Work request 1
In the forum thread, take the part that opens with the words containing "Red Poodles |" and closes with "much more information.", and write it out again with "stunning" renamed to "striking".
Work request 2
Answer these questions from the forum thread on poodle fading:
(a) What is the name of Molodets's mini poodle?
(b) About how old is that poodle, according to Molodets?
(c) According to the quoted information on reds, between what ages do they in most cases lighten?

Page text

###

# How to Stop Poodle Fading?



## twyla (Apr 28, 2010)

Unless you dye your dog no, all poodles fade well except white


----------



## Dechi (Aug 22, 2015)

Fading has to do with genetics so unless there is a medical cause to it, there is nothing you can do. Changing food or anything else won’t stop it.


----------



## Molodets (Dec 25, 2020)

Hello everyone.
My mini poodle is about 10 month old.
He went from light red color to now more darker red color.
Is there a chance he will fade to lighter color
He is darker now then he is on a photo.


----------



## PeggyTheParti (Sep 5, 2019)

As @twyla mentioned above, most poodles fade. So yes, it’s possible. Here’s some info:
_
“Reds can go through many color changes as the dog grows. They occasionally are born a very bright red and then lighten over time. Some will stay lighter, however in some cases the Poodle will then darken up again as he or she ages. When a red does lighten, the color will usually become a sort of cinnamon color. In most cases, they are exceptionally dark and then lighten between 1 year old and 18 months old.”_






Red Poodles | History, Color Changes and Breeding


Learn all about the red Poodle. Discover how this stunning color was created, the genes that make red and much more information.




www.allpoodleinfo.com





You may also enjoy this thread, which is full of beautiful red poodles in all life stages:









The Red Poodle Thread


Bring on your fire engine red poodles! All sizes, shapes and pedigrees. (How could I forget the reds?!!?!?!?)




www.poodleforum.com





I find poodle colours fascinating. What colour is your boy’s hair at the roots? Does his colour seem to change after haircuts? And what’s his name?


----------



## Molodets (Dec 25, 2020)

I need to check. Im not sure, but maybe his color changes after haircuts.
His name is Max


----------



## Molodets (Dec 25, 2020)

Molodets said:


> I need to check. Im not sure, but maybe his color changes after haircuts.
> His name is Max


Roots are same color


----------



## Dechi (Aug 22, 2015)

Your boy is a very nice dark red. I think there are good chances that he stays about the same color, but it’s impossible to tell. His parents’ color and fading history would give you a good indication of what’s to come.


----------



## PeggyTheParti (Sep 5, 2019)

Max is adorable. His colour reminds me very much of Normie who belongs to @Dianaleez.


----------



## VanessaC (Feb 24, 2020)

This is the kind of misinformation spread on platforms like Instagram 🙄.

There have been recent improvements in genetic tests specifically for Intensity of red coats. I don’t know all of the specifics, but I would encourage people to ask their breeders to look into it.

Red Pigment Intensity Test Added to Embark for Breeders Kit - Embarkvet/


----------



## Starvt (Nov 5, 2019)

VanessaC said:


> View attachment 472606
> This is the kind of misinformation spread on platforms like Instagram 🙄.
> 
> There have been recent improvements in genetic tests specifically for Intensity of red coats. I don’t know all of the specifics, but I would encourage people to ask their breeders to look into it.
> ...


Lol that's the most ridiculous statement!!

###

Material provided

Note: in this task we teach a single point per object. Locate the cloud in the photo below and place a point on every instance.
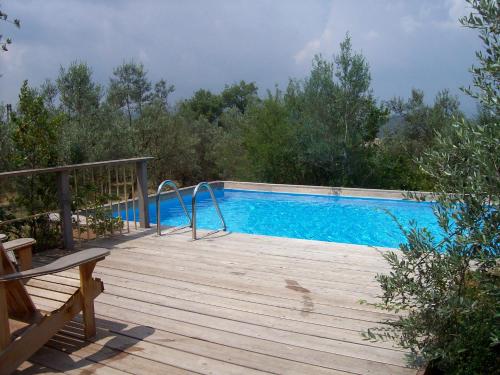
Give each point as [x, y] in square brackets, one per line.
[199, 44]
[409, 24]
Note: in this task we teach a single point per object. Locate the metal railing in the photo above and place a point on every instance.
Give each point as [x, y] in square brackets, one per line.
[82, 201]
[179, 197]
[214, 200]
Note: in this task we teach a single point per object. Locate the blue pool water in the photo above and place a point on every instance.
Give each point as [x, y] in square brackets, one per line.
[362, 221]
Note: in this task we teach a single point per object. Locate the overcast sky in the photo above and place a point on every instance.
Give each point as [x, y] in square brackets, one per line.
[209, 43]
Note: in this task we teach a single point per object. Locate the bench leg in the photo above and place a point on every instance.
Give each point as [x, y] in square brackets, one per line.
[86, 288]
[25, 258]
[4, 318]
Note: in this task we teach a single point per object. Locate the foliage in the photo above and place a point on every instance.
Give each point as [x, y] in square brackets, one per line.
[4, 42]
[450, 289]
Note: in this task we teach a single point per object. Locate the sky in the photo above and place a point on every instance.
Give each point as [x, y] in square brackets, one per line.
[195, 44]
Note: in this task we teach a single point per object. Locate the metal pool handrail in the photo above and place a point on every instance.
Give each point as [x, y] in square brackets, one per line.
[158, 196]
[193, 206]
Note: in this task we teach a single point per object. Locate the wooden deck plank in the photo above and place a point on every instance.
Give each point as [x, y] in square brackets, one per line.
[227, 304]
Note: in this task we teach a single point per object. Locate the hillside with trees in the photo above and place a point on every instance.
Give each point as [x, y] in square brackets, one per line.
[325, 129]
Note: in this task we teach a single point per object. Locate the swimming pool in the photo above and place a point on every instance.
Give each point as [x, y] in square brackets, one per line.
[363, 221]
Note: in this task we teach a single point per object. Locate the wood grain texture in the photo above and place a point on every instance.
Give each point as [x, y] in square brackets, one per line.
[226, 304]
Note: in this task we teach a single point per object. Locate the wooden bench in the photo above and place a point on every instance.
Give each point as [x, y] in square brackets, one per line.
[23, 250]
[24, 327]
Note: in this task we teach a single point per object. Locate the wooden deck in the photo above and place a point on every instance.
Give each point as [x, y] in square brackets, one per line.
[225, 304]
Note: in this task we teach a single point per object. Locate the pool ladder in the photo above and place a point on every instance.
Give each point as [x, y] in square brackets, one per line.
[193, 205]
[192, 221]
[158, 197]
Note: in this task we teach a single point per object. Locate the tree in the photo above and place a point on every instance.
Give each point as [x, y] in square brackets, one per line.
[4, 42]
[272, 142]
[239, 95]
[80, 100]
[203, 104]
[129, 89]
[36, 139]
[450, 288]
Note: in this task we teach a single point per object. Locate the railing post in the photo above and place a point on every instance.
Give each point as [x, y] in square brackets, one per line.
[64, 199]
[142, 193]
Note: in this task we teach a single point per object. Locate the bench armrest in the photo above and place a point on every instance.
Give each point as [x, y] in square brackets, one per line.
[59, 265]
[19, 243]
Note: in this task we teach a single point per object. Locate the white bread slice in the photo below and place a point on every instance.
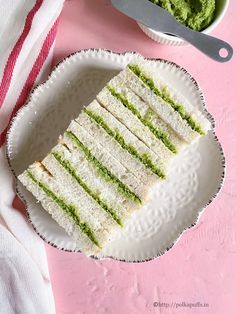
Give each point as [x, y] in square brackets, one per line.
[105, 158]
[138, 168]
[58, 214]
[146, 112]
[126, 117]
[148, 68]
[104, 190]
[163, 109]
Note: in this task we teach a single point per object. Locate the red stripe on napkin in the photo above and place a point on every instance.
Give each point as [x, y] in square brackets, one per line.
[9, 67]
[32, 75]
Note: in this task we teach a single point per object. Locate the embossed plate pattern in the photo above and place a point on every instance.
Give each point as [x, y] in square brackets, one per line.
[195, 176]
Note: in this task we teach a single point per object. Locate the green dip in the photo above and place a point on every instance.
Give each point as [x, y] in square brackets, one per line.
[196, 14]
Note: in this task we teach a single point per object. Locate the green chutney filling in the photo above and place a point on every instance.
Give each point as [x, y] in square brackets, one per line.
[165, 95]
[159, 134]
[67, 165]
[68, 209]
[144, 158]
[196, 14]
[105, 173]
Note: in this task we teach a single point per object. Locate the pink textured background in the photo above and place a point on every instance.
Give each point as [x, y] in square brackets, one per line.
[202, 266]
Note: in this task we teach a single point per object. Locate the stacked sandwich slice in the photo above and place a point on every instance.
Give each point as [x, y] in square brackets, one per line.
[104, 164]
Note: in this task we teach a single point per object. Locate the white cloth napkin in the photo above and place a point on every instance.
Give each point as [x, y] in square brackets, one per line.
[27, 35]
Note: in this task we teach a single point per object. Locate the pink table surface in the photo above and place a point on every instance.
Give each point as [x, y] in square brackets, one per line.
[202, 266]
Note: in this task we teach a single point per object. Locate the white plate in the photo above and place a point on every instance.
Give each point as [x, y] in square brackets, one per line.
[195, 177]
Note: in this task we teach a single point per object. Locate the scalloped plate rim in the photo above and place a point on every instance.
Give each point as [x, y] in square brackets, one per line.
[27, 105]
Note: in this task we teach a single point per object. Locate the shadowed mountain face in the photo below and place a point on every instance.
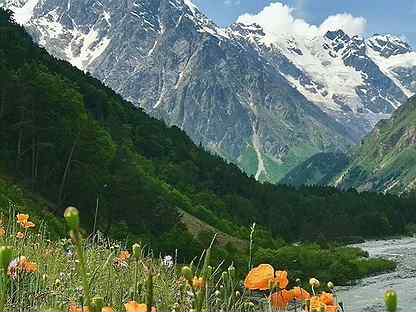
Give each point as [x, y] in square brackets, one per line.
[386, 159]
[257, 104]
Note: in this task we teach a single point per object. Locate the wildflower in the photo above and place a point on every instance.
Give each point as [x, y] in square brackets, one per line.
[71, 216]
[281, 299]
[5, 257]
[23, 220]
[198, 283]
[314, 283]
[21, 264]
[167, 261]
[122, 260]
[264, 277]
[137, 251]
[390, 298]
[300, 294]
[74, 308]
[281, 279]
[187, 273]
[133, 306]
[317, 305]
[327, 298]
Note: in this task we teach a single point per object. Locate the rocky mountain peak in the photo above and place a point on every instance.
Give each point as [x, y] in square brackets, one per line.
[261, 103]
[388, 45]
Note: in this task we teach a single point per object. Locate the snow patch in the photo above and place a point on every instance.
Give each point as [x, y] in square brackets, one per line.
[24, 14]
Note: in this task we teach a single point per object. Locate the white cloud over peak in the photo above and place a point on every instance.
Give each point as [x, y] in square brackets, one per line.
[232, 2]
[278, 21]
[348, 23]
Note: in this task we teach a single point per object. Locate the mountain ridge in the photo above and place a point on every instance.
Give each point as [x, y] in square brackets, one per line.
[253, 103]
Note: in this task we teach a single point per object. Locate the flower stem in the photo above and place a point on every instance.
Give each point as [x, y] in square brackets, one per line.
[77, 240]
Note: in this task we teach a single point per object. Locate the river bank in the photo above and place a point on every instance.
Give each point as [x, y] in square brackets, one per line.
[367, 295]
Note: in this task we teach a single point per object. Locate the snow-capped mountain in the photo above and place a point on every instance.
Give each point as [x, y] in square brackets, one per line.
[264, 105]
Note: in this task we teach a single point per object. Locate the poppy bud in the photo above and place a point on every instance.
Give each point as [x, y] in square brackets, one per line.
[71, 216]
[187, 273]
[5, 257]
[314, 283]
[97, 304]
[231, 271]
[390, 298]
[137, 250]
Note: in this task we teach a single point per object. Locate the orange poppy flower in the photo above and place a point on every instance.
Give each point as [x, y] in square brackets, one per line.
[316, 304]
[300, 294]
[133, 306]
[73, 308]
[281, 299]
[327, 298]
[331, 309]
[264, 277]
[259, 277]
[281, 278]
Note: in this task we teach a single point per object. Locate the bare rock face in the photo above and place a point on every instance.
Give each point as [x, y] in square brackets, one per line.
[251, 102]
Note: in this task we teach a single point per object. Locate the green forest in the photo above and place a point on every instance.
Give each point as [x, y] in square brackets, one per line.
[67, 137]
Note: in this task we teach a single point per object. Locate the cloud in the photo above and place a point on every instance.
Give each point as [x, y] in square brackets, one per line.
[232, 2]
[278, 21]
[348, 23]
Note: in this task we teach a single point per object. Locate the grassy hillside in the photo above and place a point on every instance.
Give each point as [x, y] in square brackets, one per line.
[320, 169]
[386, 159]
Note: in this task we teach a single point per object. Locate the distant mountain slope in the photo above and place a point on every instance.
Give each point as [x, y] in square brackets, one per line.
[386, 159]
[265, 106]
[73, 141]
[320, 169]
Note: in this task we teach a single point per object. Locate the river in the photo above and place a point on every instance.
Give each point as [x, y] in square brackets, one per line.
[367, 295]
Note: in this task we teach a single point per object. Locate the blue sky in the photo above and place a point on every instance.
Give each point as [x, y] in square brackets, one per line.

###

Task response 1
Red Poodles | History, Color Changes and Breeding


Learn all about the red Poodle. Discover how this striking color was created, the genes that make red and much more information.

Task response 2
(a) Max.
(b) About 10 months old.
(c) Between 1 year old and 18 months old.